[Saved entries]
——
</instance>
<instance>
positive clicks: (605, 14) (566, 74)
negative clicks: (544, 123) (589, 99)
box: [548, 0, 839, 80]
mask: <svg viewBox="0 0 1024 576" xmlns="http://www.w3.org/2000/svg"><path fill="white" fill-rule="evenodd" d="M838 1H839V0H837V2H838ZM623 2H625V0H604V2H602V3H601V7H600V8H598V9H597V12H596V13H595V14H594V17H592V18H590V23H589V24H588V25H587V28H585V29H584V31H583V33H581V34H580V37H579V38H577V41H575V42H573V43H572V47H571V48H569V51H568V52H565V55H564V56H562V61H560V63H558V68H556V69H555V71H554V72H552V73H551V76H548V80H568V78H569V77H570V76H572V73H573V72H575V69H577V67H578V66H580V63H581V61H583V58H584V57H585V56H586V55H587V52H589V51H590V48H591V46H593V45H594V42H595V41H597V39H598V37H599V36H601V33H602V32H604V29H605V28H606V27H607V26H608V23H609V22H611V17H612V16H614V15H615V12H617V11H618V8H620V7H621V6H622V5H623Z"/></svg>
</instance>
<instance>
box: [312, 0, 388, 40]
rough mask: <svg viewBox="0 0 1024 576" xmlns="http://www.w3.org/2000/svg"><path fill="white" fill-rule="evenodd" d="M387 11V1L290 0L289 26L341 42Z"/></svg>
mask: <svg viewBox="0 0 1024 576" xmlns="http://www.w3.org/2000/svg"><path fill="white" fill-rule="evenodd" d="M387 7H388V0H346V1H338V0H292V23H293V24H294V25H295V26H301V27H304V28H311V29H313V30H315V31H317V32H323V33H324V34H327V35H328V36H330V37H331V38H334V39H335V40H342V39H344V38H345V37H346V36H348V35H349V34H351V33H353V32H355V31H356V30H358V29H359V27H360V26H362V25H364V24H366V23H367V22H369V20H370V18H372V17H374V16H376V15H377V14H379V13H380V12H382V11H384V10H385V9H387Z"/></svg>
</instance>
——
### Work required
Print all of the entries exactly, leaving nothing out.

### Exercise result
</instance>
<instance>
positive clicks: (605, 14) (566, 74)
negative clicks: (544, 123) (589, 99)
box: [548, 0, 839, 80]
mask: <svg viewBox="0 0 1024 576" xmlns="http://www.w3.org/2000/svg"><path fill="white" fill-rule="evenodd" d="M838 1H839V0H837V2H838ZM623 2H625V0H604V2H602V3H601V7H600V8H598V9H597V12H596V13H595V14H594V17H592V18H590V23H589V24H588V25H587V28H585V29H584V31H583V33H581V34H580V37H579V38H577V41H575V42H573V43H572V47H571V48H569V51H568V52H565V55H564V56H562V61H560V63H558V68H556V69H555V71H554V72H552V73H551V76H548V80H568V78H569V77H570V76H572V73H573V72H575V69H577V67H578V66H580V63H581V61H583V58H584V57H585V56H586V55H587V52H589V51H590V48H591V46H593V45H594V42H595V41H597V39H598V37H599V36H601V33H602V32H604V29H605V28H606V27H607V26H608V23H609V22H611V17H612V16H614V15H615V12H617V11H618V8H620V7H621V6H622V5H623Z"/></svg>
</instance>
<instance>
box: [312, 0, 388, 40]
rough mask: <svg viewBox="0 0 1024 576" xmlns="http://www.w3.org/2000/svg"><path fill="white" fill-rule="evenodd" d="M387 11V1L290 0L289 26L341 42Z"/></svg>
mask: <svg viewBox="0 0 1024 576" xmlns="http://www.w3.org/2000/svg"><path fill="white" fill-rule="evenodd" d="M387 7H388V0H346V1H338V0H292V23H293V24H294V25H295V26H301V27H304V28H311V29H313V30H315V31H317V32H323V33H324V34H327V35H328V36H330V37H331V38H334V39H335V40H342V39H344V38H345V37H346V36H348V35H349V34H351V33H353V32H355V31H356V30H358V29H359V27H360V26H362V25H364V24H366V23H367V22H369V20H370V18H372V17H374V16H376V15H377V14H379V13H380V12H382V11H384V10H385V9H387Z"/></svg>
</instance>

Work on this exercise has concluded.